**Exercise description**
Gather each line in the entries below that contains the word "Where". Treat uppercase and lowercase letters as different.

**Records supplied**

○ ○ ○ ○

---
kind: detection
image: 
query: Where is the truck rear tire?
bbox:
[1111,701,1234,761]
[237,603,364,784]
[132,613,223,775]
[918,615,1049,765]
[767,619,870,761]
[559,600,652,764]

○ ○ ○ ○

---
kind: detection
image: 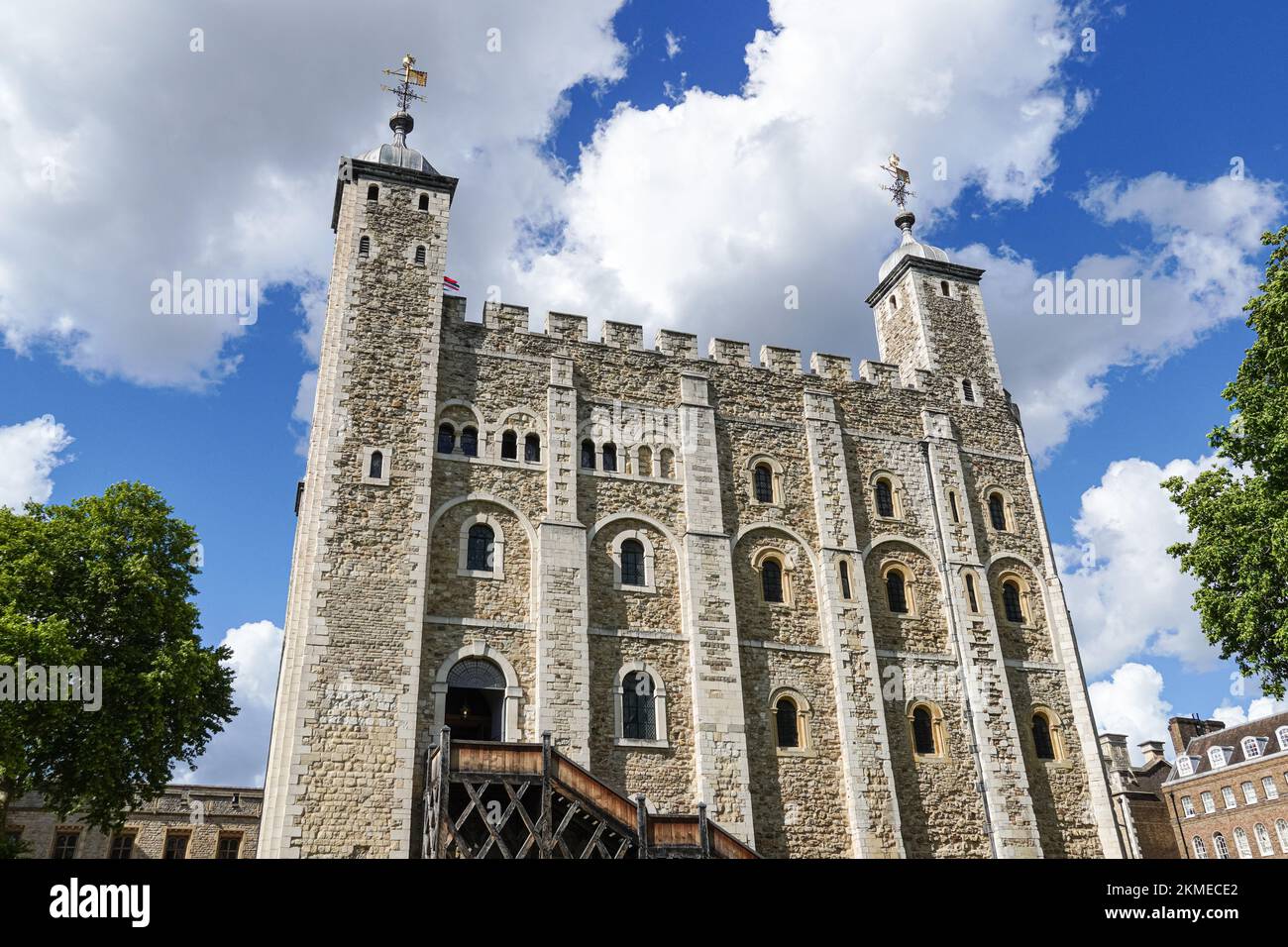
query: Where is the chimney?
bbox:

○ ○ ○ ○

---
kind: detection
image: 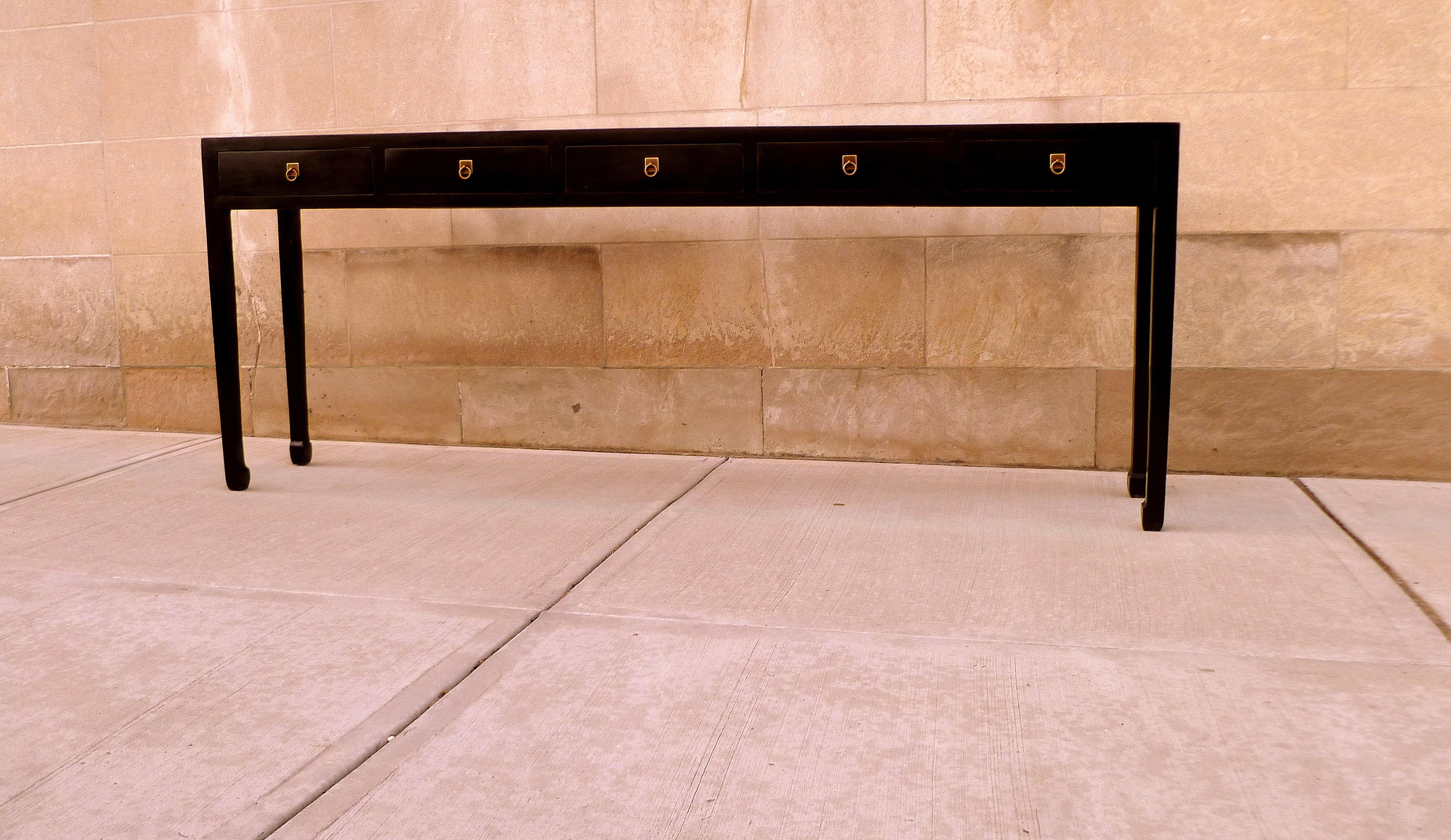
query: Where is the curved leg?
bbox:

○ ○ ○ ○

**Exercise answer**
query: Where is the truck rear tire?
query: Where is the chimney?
query: Where is the curved leg?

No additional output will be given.